■ **Request**
Reproduce the rows from the beginning through the line containing "x=418, y=220", substituting "arena seat" for each "stadium seat" and leaving everything else unchanged.

(Coordinate annotation records)

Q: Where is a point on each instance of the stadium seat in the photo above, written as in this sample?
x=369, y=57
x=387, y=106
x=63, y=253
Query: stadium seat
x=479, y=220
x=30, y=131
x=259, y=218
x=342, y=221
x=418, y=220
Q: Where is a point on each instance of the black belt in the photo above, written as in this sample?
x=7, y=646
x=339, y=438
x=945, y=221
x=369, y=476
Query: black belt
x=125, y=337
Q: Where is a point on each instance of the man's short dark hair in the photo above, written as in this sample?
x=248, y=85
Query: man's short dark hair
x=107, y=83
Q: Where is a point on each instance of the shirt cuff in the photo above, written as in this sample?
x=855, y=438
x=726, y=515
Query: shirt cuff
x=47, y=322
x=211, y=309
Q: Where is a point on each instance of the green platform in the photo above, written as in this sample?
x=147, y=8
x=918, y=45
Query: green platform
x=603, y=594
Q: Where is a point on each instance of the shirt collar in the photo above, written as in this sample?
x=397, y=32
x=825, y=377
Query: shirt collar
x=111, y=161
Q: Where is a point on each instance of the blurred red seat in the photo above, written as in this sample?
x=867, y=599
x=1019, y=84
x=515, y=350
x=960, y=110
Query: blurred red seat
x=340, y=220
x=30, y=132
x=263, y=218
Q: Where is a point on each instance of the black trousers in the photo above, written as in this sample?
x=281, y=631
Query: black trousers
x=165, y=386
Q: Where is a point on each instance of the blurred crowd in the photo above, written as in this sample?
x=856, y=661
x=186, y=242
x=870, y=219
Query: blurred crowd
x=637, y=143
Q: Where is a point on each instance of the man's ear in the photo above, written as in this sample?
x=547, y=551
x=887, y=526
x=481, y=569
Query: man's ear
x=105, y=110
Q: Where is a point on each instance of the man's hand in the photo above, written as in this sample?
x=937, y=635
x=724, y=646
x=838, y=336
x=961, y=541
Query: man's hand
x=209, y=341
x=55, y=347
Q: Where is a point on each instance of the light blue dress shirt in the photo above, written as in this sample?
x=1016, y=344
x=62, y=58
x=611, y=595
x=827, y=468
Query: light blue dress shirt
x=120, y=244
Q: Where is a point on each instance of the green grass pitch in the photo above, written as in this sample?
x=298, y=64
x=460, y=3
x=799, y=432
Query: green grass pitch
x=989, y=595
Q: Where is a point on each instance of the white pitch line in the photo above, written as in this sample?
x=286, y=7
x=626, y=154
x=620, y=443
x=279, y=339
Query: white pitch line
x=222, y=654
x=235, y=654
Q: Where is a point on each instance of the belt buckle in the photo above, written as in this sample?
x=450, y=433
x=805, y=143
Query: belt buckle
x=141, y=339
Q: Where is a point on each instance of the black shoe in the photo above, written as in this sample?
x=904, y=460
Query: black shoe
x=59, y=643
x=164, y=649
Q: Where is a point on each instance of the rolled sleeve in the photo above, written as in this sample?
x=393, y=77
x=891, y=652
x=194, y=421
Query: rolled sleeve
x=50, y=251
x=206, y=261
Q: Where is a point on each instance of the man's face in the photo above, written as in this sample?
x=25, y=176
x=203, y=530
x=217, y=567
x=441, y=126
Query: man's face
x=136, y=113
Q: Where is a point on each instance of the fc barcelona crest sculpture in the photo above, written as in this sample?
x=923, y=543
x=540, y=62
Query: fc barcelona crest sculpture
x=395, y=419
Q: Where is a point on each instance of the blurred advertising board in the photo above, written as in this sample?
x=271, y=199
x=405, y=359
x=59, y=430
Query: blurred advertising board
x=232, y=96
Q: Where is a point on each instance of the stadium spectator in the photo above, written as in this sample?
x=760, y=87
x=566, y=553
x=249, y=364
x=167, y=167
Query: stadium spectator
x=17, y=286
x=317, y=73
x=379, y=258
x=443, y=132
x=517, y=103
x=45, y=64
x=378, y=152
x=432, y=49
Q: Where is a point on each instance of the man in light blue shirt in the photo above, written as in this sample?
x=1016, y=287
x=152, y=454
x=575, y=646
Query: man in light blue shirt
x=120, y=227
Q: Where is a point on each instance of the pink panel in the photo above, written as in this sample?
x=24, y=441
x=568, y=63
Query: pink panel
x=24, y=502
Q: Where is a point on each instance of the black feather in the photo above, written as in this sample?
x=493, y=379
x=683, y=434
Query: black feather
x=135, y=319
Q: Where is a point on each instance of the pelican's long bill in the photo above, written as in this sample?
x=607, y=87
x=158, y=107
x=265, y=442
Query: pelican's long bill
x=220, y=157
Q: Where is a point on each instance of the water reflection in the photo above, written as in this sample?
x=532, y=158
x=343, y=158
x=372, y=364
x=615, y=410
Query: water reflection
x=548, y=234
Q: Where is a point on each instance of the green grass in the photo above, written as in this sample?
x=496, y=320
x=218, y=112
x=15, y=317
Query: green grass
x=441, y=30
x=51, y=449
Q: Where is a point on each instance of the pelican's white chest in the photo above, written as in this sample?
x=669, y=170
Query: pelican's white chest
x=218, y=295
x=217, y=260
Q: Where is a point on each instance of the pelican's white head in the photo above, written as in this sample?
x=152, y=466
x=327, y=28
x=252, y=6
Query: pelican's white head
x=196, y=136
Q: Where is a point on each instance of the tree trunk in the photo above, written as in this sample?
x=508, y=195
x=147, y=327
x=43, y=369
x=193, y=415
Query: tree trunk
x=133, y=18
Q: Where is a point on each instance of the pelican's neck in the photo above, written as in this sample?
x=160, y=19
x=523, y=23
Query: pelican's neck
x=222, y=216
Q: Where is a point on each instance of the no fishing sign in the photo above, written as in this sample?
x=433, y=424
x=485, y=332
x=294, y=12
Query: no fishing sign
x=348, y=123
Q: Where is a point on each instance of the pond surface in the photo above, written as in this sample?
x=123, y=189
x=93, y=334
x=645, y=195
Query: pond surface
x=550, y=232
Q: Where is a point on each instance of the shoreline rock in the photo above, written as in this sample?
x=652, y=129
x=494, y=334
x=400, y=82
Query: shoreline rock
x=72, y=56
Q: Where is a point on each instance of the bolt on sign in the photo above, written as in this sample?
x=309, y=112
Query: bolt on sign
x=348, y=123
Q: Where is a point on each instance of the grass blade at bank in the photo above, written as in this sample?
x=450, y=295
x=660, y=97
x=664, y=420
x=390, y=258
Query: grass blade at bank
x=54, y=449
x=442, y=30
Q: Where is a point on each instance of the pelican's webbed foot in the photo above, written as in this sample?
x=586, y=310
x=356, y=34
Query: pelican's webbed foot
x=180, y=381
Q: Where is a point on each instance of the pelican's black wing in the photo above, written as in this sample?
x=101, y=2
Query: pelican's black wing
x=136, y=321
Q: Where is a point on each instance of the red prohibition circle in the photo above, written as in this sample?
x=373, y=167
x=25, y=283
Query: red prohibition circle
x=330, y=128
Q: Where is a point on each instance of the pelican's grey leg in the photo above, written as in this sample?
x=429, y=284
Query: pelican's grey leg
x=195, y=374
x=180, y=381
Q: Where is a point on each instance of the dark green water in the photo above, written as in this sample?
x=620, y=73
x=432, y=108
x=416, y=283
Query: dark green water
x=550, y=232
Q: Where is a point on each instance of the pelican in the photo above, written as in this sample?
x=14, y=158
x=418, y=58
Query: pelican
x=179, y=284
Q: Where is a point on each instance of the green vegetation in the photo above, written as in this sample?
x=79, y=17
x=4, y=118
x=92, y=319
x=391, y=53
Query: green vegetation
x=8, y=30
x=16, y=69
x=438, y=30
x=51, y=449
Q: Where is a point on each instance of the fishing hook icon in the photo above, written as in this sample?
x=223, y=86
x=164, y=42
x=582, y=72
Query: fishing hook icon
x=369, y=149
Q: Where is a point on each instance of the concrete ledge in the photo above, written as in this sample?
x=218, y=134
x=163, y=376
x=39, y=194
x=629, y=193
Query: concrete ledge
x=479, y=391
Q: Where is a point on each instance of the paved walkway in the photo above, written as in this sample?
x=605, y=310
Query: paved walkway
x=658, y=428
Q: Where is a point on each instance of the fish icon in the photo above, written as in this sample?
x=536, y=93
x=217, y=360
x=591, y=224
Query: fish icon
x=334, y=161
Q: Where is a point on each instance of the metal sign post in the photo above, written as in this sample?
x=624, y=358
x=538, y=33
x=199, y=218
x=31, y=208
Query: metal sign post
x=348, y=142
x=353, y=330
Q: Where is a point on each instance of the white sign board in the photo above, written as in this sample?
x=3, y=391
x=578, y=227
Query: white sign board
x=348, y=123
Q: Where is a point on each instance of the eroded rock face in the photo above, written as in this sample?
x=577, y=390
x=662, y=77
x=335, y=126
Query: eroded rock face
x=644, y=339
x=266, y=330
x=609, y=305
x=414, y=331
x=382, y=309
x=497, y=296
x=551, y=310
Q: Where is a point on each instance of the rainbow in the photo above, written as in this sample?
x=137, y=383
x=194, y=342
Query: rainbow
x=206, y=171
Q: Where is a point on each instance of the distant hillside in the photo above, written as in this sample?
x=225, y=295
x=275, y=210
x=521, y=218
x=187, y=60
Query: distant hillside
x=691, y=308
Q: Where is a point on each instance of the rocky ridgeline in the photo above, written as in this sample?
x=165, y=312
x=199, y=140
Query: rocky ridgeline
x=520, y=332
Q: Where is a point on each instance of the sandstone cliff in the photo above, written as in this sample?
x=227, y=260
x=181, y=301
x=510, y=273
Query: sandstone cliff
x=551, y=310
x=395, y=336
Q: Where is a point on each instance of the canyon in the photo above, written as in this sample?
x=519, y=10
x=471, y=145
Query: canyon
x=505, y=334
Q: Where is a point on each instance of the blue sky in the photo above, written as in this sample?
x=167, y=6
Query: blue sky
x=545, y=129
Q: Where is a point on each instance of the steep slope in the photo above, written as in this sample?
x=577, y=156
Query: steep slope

■ **Exercise answer**
Q: Where is a point on each instance of the arena seat in the photo above, written as in this sample?
x=369, y=57
x=387, y=106
x=63, y=253
Query: arena seat
x=479, y=220
x=30, y=131
x=259, y=218
x=342, y=221
x=418, y=220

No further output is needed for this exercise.